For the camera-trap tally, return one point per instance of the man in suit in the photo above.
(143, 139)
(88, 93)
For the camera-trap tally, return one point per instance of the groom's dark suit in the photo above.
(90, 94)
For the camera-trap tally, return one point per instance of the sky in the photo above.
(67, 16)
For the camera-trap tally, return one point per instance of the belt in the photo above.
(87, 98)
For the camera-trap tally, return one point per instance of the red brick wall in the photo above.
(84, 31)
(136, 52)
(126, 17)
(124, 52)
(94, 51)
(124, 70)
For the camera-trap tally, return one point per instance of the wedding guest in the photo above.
····················
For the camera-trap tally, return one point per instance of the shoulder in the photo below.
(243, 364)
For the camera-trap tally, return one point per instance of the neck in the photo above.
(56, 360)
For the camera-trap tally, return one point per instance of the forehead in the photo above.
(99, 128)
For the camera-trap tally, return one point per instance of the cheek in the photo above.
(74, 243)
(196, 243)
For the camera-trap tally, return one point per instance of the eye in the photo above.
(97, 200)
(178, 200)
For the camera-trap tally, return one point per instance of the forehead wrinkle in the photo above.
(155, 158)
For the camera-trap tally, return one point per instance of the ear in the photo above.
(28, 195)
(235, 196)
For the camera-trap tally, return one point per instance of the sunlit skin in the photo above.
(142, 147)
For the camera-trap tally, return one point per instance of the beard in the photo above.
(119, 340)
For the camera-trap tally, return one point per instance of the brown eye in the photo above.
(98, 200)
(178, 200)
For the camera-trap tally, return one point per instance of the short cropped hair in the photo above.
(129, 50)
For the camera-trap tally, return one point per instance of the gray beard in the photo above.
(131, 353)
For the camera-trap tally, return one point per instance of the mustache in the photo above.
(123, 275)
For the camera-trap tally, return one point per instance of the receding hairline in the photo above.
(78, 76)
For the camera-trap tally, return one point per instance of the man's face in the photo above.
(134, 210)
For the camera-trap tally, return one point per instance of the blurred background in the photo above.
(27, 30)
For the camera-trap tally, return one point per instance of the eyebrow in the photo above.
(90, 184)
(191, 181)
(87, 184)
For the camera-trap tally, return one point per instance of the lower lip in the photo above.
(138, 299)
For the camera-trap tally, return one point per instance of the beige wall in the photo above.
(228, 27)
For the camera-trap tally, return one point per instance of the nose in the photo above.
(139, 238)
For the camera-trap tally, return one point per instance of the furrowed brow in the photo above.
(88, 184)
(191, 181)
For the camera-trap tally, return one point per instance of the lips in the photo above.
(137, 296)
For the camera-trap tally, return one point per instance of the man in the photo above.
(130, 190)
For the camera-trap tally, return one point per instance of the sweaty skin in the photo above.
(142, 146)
····················
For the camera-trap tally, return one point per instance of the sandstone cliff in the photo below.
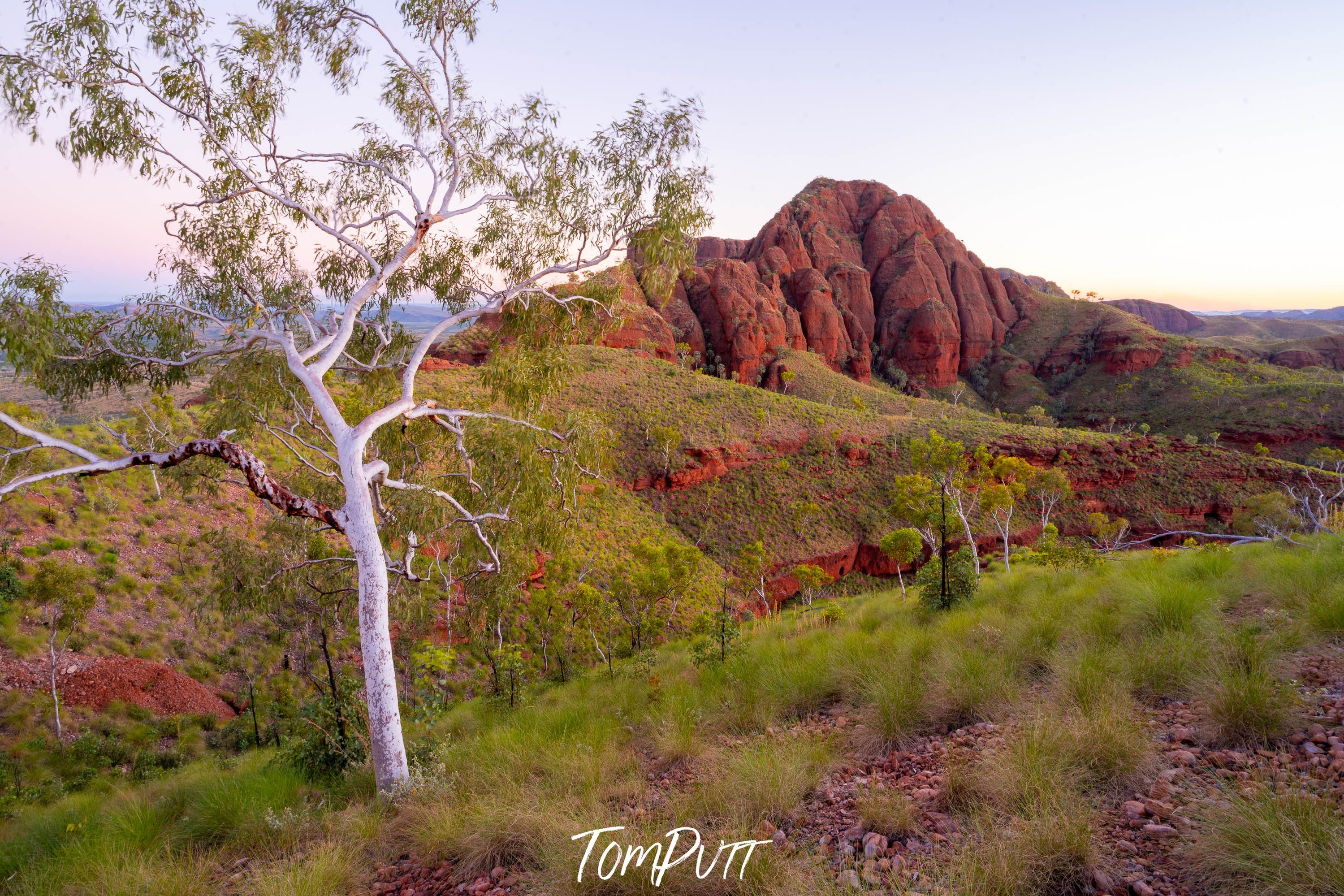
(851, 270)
····················
### YOUR INSTRUCTIONS
In the entries above, please find the line with "in suit in the photo above." and the line with "guest in the photo above.", then write out exactly those two lines and every line between them, and nothing more.

### OUTPUT FOR THIS TASK
For the camera-trap tally, return one point per instance of the man in suit in the photo above.
(143, 139)
(88, 93)
For the camera-trap tally, return one point per instance of the groom's dark suit in the photo above.
(90, 94)
For the camera-trap tally, return one point per instance of the sky in the photo above.
(67, 16)
For the camera-trap tally, return one point per instance of the belt in the photo above.
(87, 98)
For the camera-trap tally, return one point per instance of the red brick wall in the photo above.
(84, 31)
(136, 52)
(126, 17)
(124, 52)
(94, 51)
(124, 70)
For the camera-trap tally, return one point per instance of the wedding guest in the photo above.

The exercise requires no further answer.